Give back every line exactly as it appears, pictures excluded.
----
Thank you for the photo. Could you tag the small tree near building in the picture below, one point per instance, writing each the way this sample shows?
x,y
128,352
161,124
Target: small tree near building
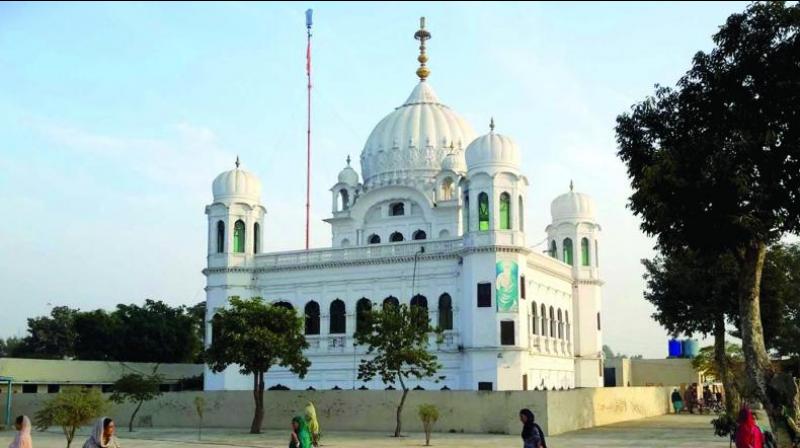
x,y
396,337
70,409
256,336
136,388
429,414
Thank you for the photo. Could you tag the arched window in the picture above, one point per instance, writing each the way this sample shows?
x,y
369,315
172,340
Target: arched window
x,y
483,212
390,301
282,304
397,209
445,312
363,311
220,237
505,211
238,236
567,251
421,303
312,317
447,189
344,200
585,251
544,320
596,254
338,324
465,211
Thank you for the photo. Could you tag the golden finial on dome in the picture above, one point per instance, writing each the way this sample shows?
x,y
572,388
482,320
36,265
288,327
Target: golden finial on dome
x,y
422,35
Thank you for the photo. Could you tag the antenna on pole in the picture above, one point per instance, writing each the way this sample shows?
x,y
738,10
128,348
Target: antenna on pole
x,y
309,12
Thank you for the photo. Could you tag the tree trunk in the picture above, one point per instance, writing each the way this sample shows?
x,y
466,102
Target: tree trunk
x,y
759,370
400,409
723,368
258,398
133,416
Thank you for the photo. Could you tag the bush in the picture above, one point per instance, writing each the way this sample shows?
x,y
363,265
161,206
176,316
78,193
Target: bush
x,y
429,414
72,408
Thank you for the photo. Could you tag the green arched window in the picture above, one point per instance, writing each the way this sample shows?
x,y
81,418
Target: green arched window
----
The result:
Thank you for the photo. Could you tag the small tree near building in the picture below, one point per instance, writing each the way this sample shows?
x,y
128,352
161,124
Target: small tree near building
x,y
396,337
70,409
256,336
136,388
429,414
Thank you for the photo. Could you tag the arched window in the picture above, one point per instance, writing each the way this sample shows?
x,y
369,315
172,340
Target: arched window
x,y
483,212
390,301
282,304
397,209
445,312
363,311
220,237
505,211
238,236
567,251
421,303
312,317
447,189
344,200
585,251
544,320
596,254
338,324
465,211
Thank you for the photo. Could you tag the golden finial on dome in the picture above, one point per instance, writing each the way this sample shows?
x,y
572,388
482,320
36,265
288,327
Target: golden finial on dome
x,y
422,35
Thank you for the photo. Could you tag the antenna on pole in the picture above, one point per instance, writing each the way this sample shows?
x,y
738,10
128,348
Target: antenna on pole
x,y
309,12
Thank you for the photo. Could you tag the tree trunk in the picture above, one point per instance, writing each the way this sample shows?
x,y
466,102
Target: tree trunk
x,y
759,370
400,409
723,368
258,398
133,416
Thank you for the photo. Could you tag the bush in the picture above, one point per instance, writing each the way this sample shows?
x,y
363,265
161,206
176,316
78,193
Target: bush
x,y
429,414
72,408
Thank you for the photo. Could you tag the green arched window in the picture above, one point per instance, writing each the way this sample shows?
x,y
81,418
Target: green arched window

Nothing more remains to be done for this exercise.